→ What this task involves: Pull out every line of the listing that contains the word "glass". Copy each one in full.

→ Data extract:
################
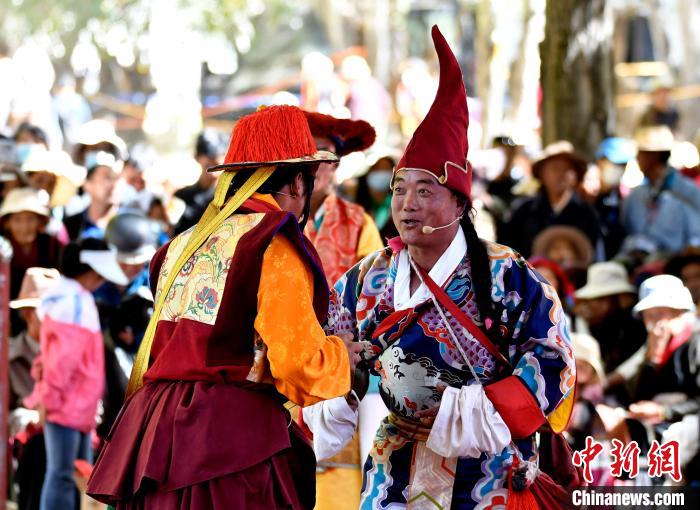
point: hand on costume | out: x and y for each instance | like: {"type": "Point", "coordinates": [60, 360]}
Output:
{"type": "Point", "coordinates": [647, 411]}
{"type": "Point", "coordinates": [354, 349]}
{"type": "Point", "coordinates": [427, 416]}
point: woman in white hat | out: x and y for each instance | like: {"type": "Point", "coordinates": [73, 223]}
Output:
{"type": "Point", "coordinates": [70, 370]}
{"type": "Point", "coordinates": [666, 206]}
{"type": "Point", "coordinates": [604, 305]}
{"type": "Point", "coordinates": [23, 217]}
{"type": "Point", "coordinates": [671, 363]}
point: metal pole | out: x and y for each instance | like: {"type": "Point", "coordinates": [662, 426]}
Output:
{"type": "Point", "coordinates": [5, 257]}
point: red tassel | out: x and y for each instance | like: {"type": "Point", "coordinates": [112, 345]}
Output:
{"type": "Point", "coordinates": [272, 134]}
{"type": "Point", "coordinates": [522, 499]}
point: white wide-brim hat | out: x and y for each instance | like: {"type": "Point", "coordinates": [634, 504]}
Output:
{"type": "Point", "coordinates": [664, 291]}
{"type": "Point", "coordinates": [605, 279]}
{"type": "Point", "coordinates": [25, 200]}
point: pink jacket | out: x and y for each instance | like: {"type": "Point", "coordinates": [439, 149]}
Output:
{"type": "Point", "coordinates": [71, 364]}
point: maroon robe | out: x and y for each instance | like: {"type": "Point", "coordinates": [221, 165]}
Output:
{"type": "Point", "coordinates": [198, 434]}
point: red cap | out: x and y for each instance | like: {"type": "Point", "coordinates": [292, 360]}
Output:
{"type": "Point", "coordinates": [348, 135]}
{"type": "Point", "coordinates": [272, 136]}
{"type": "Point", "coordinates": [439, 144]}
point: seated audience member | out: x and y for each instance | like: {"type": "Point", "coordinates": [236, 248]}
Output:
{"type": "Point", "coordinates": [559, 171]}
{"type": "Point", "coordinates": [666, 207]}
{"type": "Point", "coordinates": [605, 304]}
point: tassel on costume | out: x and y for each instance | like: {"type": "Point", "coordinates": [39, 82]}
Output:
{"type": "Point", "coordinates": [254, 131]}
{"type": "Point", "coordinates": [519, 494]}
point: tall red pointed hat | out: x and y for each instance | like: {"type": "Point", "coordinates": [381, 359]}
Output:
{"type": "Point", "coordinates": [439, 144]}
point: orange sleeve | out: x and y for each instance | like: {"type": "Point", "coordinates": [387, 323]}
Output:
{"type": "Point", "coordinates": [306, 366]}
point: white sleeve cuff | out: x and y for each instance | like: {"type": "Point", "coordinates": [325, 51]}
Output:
################
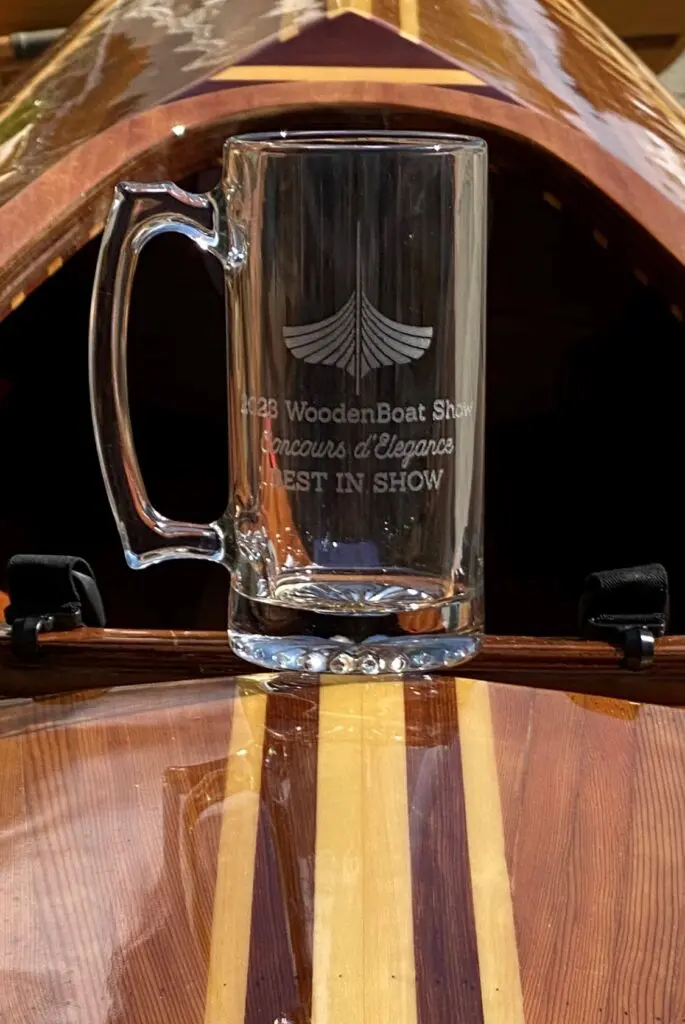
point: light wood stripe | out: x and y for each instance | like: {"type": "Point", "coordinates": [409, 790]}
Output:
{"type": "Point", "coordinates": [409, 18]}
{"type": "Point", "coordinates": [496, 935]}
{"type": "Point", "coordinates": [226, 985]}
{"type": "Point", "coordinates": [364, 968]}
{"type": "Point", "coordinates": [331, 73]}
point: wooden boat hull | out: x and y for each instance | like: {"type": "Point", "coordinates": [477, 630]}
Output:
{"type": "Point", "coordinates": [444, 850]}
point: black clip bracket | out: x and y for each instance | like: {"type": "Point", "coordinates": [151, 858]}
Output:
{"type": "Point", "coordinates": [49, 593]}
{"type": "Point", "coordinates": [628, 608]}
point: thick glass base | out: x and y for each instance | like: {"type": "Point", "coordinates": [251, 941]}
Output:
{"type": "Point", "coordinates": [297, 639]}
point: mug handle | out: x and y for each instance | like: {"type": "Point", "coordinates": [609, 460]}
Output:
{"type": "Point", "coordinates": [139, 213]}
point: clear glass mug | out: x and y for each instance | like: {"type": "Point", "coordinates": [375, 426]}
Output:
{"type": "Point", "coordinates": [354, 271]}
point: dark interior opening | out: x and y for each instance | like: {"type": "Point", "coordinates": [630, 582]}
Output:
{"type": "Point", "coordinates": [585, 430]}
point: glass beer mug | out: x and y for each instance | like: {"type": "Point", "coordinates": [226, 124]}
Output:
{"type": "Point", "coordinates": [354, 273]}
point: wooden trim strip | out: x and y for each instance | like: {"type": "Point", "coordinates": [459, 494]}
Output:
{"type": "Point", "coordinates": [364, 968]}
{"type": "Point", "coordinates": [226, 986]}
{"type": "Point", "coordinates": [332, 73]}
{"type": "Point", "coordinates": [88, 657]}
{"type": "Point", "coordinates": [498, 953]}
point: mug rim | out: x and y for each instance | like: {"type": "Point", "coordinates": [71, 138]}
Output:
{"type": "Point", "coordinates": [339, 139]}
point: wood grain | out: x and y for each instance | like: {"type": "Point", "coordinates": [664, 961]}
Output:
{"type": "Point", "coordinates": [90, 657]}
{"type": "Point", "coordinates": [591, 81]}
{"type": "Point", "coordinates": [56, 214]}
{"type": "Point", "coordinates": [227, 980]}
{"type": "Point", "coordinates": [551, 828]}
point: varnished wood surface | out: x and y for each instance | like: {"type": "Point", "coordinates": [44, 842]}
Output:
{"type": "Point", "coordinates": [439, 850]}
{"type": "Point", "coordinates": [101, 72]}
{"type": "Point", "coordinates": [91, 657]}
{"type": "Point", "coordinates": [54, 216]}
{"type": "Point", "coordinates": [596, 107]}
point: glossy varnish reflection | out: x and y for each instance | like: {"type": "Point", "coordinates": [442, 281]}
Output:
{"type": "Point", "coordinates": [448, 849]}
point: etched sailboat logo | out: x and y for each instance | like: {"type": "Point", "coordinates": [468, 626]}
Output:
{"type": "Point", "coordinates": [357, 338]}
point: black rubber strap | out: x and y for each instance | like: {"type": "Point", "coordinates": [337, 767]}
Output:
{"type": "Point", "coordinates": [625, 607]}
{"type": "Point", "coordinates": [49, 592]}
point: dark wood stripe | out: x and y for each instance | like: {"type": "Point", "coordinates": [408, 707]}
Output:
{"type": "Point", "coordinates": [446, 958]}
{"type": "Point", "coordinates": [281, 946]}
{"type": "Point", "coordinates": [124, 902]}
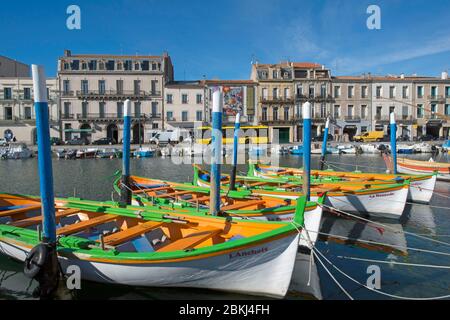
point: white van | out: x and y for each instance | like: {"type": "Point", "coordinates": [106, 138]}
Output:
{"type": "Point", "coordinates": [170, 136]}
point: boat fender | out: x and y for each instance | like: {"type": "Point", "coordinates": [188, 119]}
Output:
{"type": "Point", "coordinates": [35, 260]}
################
→ Response to the task:
point: thick glass base | out: x and y for each instance | like: {"type": "Point", "coordinates": [251, 941]}
point: clear glass mug | out: x and y for each instance | like: {"type": "Point", "coordinates": [375, 426]}
point: glass beer mug | out: x and y for each instance | like: {"type": "Point", "coordinates": [226, 124]}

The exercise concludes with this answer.